Health Care Bills Continue to Be Introduced

During the White House Forum on Health Reform last week, President Obama expressed his desire for an overhaul of the nation’s health care system. But he would leave the details of this overhaul, however, up to the legislature. Therefore, it can be expected that a variety of health care reform bills will flood the docket in the coming months. While the majority of these bills will inevitably die in committee, aspects of these various proposals could be incorporated into a more comprehensive bill that would be expected to receive serious consideration. Democratic leaders have said that they hope to move comprehensive legislation to the House floor before the August recess.

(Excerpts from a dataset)
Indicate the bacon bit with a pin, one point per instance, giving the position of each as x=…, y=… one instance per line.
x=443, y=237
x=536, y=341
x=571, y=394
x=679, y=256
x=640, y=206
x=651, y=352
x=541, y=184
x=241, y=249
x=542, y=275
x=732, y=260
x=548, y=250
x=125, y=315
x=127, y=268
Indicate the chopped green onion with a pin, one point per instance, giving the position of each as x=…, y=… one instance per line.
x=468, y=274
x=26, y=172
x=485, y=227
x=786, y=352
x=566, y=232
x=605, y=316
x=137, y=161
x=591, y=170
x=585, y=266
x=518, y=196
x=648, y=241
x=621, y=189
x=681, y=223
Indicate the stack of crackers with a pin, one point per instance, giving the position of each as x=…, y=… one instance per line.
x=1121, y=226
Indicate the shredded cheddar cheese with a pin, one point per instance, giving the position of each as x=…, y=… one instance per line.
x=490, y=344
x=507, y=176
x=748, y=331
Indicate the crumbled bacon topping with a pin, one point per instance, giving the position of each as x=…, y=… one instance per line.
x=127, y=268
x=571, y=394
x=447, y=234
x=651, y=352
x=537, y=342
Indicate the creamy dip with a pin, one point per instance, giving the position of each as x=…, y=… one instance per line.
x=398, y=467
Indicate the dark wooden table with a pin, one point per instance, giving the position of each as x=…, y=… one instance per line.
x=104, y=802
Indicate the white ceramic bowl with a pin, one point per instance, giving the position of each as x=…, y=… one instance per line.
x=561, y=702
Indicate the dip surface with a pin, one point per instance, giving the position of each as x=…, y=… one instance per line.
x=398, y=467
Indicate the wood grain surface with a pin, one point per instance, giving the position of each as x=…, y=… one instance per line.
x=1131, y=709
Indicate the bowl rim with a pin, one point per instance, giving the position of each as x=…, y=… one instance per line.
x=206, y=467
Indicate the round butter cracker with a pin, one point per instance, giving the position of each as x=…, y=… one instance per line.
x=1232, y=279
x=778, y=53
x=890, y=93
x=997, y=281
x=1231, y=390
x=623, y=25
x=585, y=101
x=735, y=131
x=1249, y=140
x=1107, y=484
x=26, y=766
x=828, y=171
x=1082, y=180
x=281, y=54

▶ **WHAT IS BEING ASKED**
Retype the passage on health care reform bills, everything from "Health Care Bills" down to "the August recess.".

▶ **EXERCISE RESULT**
Health Care Bills Continue to Be Introduced

During the White House Forum on Health Reform last week, President Obama expressed his desire for an overhaul of the nation’s health care system. But he would leave the details of this overhaul, however, up to the legislature. Therefore, it can be expected that a variety of health care reform bills will flood the docket in the coming months. While the majority of these bills will inevitably die in committee, aspects of these various proposals could be incorporated into a more comprehensive bill that would be expected to receive serious consideration. Democratic leaders have said that they hope to move comprehensive legislation to the House floor before the August recess.